A heated debate has been sparked between government and opposition in Venezuela, after an official from the governing Partido Socialista Unido de Venezuela (PSUV) hinted at the possibility of changing the presidential inauguration date to allow for president Hugo Chávez’s recovery.
The head of the National Assembly and vice-president of PSUV, Diosdado Cabello, suggested on Wednesday that the inauguration date, set for 10th January, be postponed until Chávez can return from his convalescence in Havana, Cuba, where he underwent cancer surgery earlier this month. “This is just my opinion, it’s not official: you can’t tie up people’s will to a specific date. If you don’t do it that day, if it’s not on the 10th, then the will of 8 million people is worth nothing?” he said, and mentioned the precedent of a mayor who was given a three-month postponement.
Cabello, however, insisted that “the president is going to recover and take office on 10th January,” and said that it is the job of the Supreme Court to decide whether to change the date.
Some analysts have interpreted Cabello’s words as the sign of an internal dispute with vice-president Nicolás Maduro over Chávez’s political succession. Maduro refused to comment on the possibility of changing the inauguration date, saying that it would be entering “the realm of speculation.”

Records →
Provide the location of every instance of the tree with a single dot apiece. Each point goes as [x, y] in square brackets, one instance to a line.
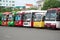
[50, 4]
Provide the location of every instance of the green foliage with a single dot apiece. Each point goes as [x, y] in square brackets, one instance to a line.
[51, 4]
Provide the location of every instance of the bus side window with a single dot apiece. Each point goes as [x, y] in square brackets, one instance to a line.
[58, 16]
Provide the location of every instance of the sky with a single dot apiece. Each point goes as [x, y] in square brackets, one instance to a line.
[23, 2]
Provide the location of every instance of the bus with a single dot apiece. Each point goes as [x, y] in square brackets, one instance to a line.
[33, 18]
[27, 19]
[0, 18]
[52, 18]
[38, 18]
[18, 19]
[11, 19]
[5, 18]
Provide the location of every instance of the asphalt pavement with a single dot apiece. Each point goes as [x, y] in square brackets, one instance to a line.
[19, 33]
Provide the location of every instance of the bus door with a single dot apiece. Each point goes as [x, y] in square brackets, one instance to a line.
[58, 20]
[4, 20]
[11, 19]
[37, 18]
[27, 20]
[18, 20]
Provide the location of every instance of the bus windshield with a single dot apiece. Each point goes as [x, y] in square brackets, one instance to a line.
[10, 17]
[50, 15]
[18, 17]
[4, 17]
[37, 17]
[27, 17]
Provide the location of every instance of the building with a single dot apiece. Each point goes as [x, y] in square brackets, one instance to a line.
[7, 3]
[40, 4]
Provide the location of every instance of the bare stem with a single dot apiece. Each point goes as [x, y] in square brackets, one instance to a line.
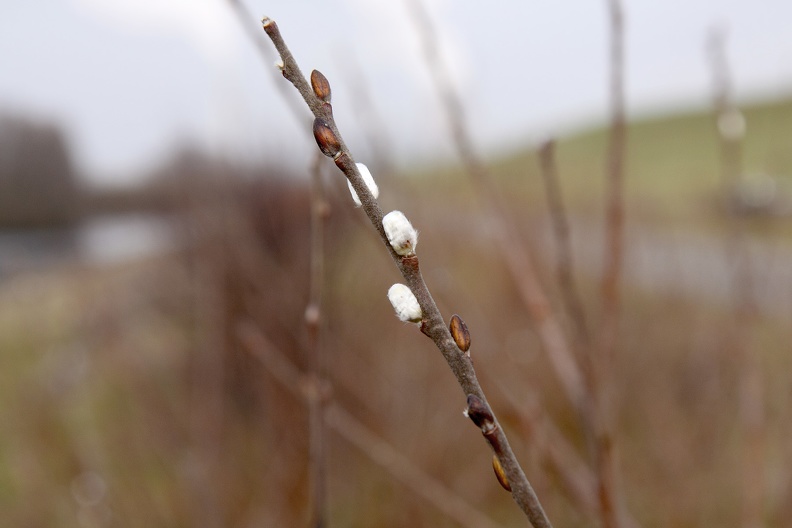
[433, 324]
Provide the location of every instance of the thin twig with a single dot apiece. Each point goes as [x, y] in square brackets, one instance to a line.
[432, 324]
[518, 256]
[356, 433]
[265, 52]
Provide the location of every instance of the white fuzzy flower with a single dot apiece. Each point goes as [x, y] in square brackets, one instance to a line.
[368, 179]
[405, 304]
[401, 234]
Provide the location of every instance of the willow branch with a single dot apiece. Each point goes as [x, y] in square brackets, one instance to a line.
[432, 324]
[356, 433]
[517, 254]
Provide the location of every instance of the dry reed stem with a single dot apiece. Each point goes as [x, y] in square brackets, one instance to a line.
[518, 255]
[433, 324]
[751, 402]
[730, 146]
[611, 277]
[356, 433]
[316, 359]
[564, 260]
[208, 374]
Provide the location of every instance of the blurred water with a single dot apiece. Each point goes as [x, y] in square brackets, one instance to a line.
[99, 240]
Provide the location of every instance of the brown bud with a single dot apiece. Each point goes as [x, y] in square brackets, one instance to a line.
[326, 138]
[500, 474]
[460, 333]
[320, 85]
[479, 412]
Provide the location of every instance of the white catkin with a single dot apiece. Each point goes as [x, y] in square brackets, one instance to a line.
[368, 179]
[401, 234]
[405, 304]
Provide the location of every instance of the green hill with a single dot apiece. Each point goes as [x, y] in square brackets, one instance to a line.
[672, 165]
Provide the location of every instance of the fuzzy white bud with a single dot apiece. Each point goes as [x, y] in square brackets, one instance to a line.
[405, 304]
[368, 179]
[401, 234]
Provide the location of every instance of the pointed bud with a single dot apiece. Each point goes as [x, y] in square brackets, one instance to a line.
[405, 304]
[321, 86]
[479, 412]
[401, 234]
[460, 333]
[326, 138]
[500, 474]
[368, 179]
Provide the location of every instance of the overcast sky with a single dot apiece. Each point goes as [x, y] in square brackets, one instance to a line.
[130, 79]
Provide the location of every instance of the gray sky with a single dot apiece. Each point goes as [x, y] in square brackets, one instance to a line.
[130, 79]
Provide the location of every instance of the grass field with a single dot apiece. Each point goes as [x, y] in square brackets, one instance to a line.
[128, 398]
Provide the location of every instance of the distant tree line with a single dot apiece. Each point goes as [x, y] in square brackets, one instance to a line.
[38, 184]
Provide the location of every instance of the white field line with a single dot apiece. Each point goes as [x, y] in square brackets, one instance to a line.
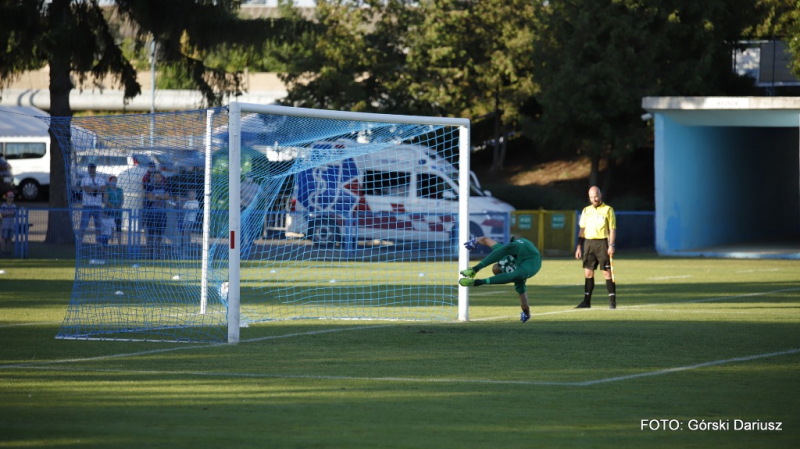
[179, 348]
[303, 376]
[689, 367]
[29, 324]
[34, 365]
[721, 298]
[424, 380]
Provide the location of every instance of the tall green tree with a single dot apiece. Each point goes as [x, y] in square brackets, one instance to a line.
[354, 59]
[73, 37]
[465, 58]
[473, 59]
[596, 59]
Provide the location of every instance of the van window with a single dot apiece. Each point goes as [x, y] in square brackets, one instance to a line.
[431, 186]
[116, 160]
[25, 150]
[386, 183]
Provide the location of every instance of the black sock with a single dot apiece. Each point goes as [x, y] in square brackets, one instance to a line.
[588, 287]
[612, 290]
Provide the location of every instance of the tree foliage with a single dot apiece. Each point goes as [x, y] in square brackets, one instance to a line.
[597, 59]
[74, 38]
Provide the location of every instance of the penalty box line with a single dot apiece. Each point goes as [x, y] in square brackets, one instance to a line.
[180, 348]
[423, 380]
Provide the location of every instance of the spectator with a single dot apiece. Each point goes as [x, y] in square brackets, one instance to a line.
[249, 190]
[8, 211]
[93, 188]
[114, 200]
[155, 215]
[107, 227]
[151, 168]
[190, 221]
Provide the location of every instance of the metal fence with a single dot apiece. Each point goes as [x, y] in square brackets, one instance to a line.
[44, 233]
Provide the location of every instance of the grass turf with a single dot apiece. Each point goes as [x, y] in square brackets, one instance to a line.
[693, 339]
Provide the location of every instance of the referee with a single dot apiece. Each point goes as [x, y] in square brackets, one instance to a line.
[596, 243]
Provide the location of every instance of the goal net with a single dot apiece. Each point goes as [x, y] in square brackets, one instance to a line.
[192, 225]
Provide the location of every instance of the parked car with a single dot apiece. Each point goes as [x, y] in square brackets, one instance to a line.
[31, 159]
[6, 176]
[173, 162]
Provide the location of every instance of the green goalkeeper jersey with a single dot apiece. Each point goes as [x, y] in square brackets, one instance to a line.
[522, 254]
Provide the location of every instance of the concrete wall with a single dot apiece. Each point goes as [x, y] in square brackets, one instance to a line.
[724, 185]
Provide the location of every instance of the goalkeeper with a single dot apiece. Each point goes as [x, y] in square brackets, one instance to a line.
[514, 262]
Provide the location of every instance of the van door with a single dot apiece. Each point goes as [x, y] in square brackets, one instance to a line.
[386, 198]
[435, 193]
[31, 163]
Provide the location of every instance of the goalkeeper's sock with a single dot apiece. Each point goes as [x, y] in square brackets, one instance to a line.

What is expected → Copy out the full article on the proposed delay to Venezuela's presidential inauguration, word for word. The material above is separate from the article on Venezuela's inauguration date.

Solution for this exercise →
A heated debate has been sparked between government and opposition in Venezuela, after an official from the governing Partido Socialista Unido de Venezuela (PSUV) hinted at the possibility of changing the presidential inauguration date to allow for president Hugo Chávez’s recovery.
The head of the National Assembly and vice-president of PSUV, Diosdado Cabello, suggested on Wednesday that the inauguration date, set for 10th January, be postponed until Chávez can return from his convalescence in Havana, Cuba, where he underwent cancer surgery earlier this month. “This is just my opinion, it’s not official: you can’t tie up people’s will to a specific date. If you don’t do it that day, if it’s not on the 10th, then the will of 8 million people is worth nothing?” he said, and mentioned the precedent of a mayor who was given a three-month postponement.
Cabello, however, insisted that “the president is going to recover and take office on 10th January,” and said that it is the job of the Supreme Court to decide whether to change the date.
Some analysts have interpreted Cabello’s words as the sign of an internal dispute with vice-president Nicolás Maduro over Chávez’s political succession. Maduro refused to comment on the possibility of changing the inauguration date, saying that it would be entering “the realm of speculation.”